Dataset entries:
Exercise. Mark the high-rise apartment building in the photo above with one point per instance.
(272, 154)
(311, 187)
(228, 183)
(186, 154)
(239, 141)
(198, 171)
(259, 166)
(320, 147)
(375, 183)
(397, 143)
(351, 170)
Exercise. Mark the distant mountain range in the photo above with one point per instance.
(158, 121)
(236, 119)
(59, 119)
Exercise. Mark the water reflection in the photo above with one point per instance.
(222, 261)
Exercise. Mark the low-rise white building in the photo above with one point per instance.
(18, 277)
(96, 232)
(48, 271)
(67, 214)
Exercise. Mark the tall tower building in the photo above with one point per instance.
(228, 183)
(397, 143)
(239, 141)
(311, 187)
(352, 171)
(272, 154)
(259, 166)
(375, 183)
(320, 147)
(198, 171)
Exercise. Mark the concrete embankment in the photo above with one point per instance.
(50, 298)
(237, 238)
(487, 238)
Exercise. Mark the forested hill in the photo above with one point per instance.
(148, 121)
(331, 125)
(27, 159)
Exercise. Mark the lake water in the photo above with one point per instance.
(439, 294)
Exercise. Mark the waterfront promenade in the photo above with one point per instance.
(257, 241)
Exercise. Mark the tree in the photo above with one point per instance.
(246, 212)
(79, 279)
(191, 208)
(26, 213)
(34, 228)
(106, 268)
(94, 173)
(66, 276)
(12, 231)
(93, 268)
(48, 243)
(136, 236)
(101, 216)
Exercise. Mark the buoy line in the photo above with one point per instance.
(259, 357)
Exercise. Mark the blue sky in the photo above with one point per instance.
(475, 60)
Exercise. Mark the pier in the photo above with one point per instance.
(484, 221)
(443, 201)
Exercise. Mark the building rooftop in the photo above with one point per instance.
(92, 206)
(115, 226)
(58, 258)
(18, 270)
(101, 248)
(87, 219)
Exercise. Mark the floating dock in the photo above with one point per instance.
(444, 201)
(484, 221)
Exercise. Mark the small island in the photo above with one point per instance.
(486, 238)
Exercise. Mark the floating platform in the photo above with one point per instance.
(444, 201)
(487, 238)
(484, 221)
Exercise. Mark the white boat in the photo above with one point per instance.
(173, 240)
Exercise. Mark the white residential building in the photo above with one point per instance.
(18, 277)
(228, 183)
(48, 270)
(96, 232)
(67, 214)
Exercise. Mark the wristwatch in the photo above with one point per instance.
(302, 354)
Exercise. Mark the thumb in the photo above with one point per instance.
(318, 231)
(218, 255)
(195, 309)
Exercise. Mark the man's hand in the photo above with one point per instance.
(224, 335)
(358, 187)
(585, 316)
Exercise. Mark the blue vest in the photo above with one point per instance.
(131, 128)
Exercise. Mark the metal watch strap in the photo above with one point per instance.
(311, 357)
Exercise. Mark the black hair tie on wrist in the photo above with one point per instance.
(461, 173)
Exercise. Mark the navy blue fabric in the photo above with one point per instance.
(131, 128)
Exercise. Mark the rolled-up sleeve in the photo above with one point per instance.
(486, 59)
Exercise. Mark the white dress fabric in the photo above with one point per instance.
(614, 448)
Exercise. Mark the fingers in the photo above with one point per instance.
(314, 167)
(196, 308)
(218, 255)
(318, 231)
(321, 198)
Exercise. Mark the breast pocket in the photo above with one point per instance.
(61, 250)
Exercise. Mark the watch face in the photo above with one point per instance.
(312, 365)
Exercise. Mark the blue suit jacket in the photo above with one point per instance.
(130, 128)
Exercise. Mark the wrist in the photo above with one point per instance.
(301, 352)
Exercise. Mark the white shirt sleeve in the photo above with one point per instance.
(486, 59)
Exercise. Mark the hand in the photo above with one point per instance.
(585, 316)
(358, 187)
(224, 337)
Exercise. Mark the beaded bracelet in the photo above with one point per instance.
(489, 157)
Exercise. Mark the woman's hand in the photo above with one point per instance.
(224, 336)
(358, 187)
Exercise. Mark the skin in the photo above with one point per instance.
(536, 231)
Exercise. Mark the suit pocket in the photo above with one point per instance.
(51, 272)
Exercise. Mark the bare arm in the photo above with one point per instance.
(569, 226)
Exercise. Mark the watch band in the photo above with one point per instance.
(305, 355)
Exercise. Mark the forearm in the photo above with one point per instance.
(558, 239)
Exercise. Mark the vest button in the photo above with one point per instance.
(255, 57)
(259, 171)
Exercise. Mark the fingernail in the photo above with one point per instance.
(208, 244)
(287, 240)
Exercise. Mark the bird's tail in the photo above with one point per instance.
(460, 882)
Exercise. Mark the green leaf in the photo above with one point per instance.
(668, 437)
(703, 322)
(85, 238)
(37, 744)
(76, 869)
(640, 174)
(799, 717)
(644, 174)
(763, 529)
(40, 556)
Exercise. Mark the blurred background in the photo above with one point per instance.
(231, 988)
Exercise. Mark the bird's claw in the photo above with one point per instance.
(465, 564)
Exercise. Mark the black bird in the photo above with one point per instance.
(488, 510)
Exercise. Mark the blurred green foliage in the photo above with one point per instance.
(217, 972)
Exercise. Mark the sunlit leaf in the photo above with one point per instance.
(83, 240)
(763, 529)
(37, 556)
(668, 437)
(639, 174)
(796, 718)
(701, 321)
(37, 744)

Work instructions:
Copy the lines above exactly, leaving every word as it is.

Response to this task:
Exercise. Mark the high-rise apartment building in the photo above with one point per instance.
(272, 154)
(311, 187)
(228, 183)
(186, 154)
(239, 141)
(198, 171)
(259, 166)
(320, 147)
(375, 183)
(397, 143)
(351, 170)
Exercise. Mark the distant mountain range in the photo above with one point per instance.
(158, 121)
(236, 119)
(59, 119)
Exercise. Mark the water reflection in the photo above with one point per instance.
(222, 261)
Exercise. Mark the low-rise white building in the photo above with one point per instance.
(18, 277)
(96, 232)
(48, 271)
(67, 214)
Exercise. Mark the tall tower building in the photo above with one point per instance.
(228, 183)
(397, 143)
(239, 141)
(311, 187)
(352, 171)
(272, 154)
(259, 166)
(375, 183)
(320, 147)
(198, 171)
Exercise. Mark the concrete embankment in the photo above with one point per instance.
(50, 298)
(237, 238)
(487, 238)
Exercise. Mark the forested hill in the photo above with one point per instance.
(148, 121)
(331, 125)
(27, 159)
Exercise. Mark the lake water in the photo above with one point per instance.
(439, 294)
Exercise. Mark the waterfront promenade in the photo above with one point per instance.
(257, 241)
Exercise. Mark the tree in the photo above with one point per instance.
(246, 212)
(79, 279)
(191, 208)
(26, 213)
(34, 228)
(106, 268)
(94, 173)
(66, 276)
(12, 231)
(93, 268)
(48, 243)
(136, 236)
(101, 216)
Exercise. Mark the buoy line in the photo above with one point per instance.
(259, 357)
Exercise. Mark the blue sky in the photo above with one point per instance.
(475, 60)
Exercise. Mark the pier in the photo above with one point per instance.
(484, 221)
(443, 201)
Exercise. Mark the building rooftop in the photo above with one point per instance.
(92, 206)
(115, 226)
(58, 258)
(18, 270)
(101, 248)
(87, 219)
Exercise. Mark the floating dock in the photo above with one point per instance.
(444, 201)
(484, 221)
Exercise. Mark the small island in the photo above with one point per instance.
(486, 238)
Exercise. Mark the floating platform in the photo above with one point per instance.
(444, 201)
(487, 238)
(484, 221)
Exercise. Mark the white boat in the photo above with one point per instance.
(173, 240)
Exercise. Mark the white residential building in the photo above with one point per instance.
(18, 277)
(228, 183)
(48, 270)
(96, 232)
(67, 214)
Exercise. Mark the wristwatch in the photo above with one point per instance.
(302, 354)
Exercise. Mark the thumb in the photo above with one point per instance.
(318, 231)
(218, 255)
(195, 309)
Exercise. Mark the man's hand in the photo above with one point per instance.
(224, 335)
(358, 187)
(585, 316)
Exercise. Mark the blue vest in the photo above with one point per instance.
(131, 128)
Exercise. Mark the metal watch strap in the photo above with one point per instance.
(311, 357)
Exercise. Mark the black hair tie on wrist in the photo above with one point per instance.
(461, 173)
Exercise. Mark the navy blue fabric in the photo above with one point per instance.
(131, 128)
Exercise. Mark the rolled-up sleeve in the photo above with one point per instance.
(486, 59)
Exercise. Mark the white dress fabric in the photo above with one point per instance.
(614, 448)
Exercise. Mark the fingers in the photo above with one point per instance.
(314, 167)
(196, 308)
(218, 255)
(318, 231)
(321, 198)
Exercise. Mark the breast pocket in the photo above with one point per instance.
(61, 250)
Exercise. Mark the watch face in the photo above with one point per instance.
(312, 365)
Exercise. Mark the blue suit jacket in the photo above with one point per instance.
(130, 128)
Exercise. Mark the wrist in the photo above with one point per instance.
(301, 352)
Exercise. Mark the white shirt sleeve in the photo above with one point per instance.
(486, 59)
Exercise. Mark the hand in the photo above with one point per instance.
(585, 316)
(358, 187)
(224, 337)
Exercise. Mark the beaded bracelet in the photo above with one point per instance.
(489, 157)
Exercise. Mark the woman's hand in the photo above with one point per instance.
(224, 336)
(358, 187)
Exercise. Mark the skin in the photo above with one point per instance.
(536, 231)
Exercise. Mark the suit pocket in the photo above with one point per instance.
(51, 272)
Exercise. Mark the bare arm in the photo above with one point per instance.
(569, 226)
Exercise. Mark the watch band in the photo above with one point per instance.
(305, 355)
Exercise. Mark the forearm in the photo above with one point per instance.
(558, 239)
Exercise. Mark the vest button in the photo above with one point per instance.
(255, 57)
(259, 171)
Exercise. Mark the fingernail in the photo above with one point per instance.
(208, 244)
(287, 240)
Exercise. Mark the bird's tail in the photo above with one point per instance.
(460, 882)
Exercise. Mark the green leaf in the photo above with one point per instance.
(668, 437)
(703, 322)
(85, 238)
(37, 744)
(76, 869)
(640, 174)
(799, 717)
(644, 174)
(763, 529)
(40, 556)
Exercise. Mark the blurred background in the photo above with one point per instance.
(231, 988)
Exercise. Mark the bird's claw in the photo above with one point per instance.
(465, 564)
Exercise. Mark the black bird in the photo above with one point per instance.
(488, 510)
Exercise. Mark the blurred green foliage in the photo above with one point per instance.
(217, 972)
Exercise. Mark the sunlit leaf in the photo above with one point per instance.
(83, 240)
(763, 529)
(37, 556)
(668, 437)
(639, 174)
(796, 718)
(701, 321)
(37, 744)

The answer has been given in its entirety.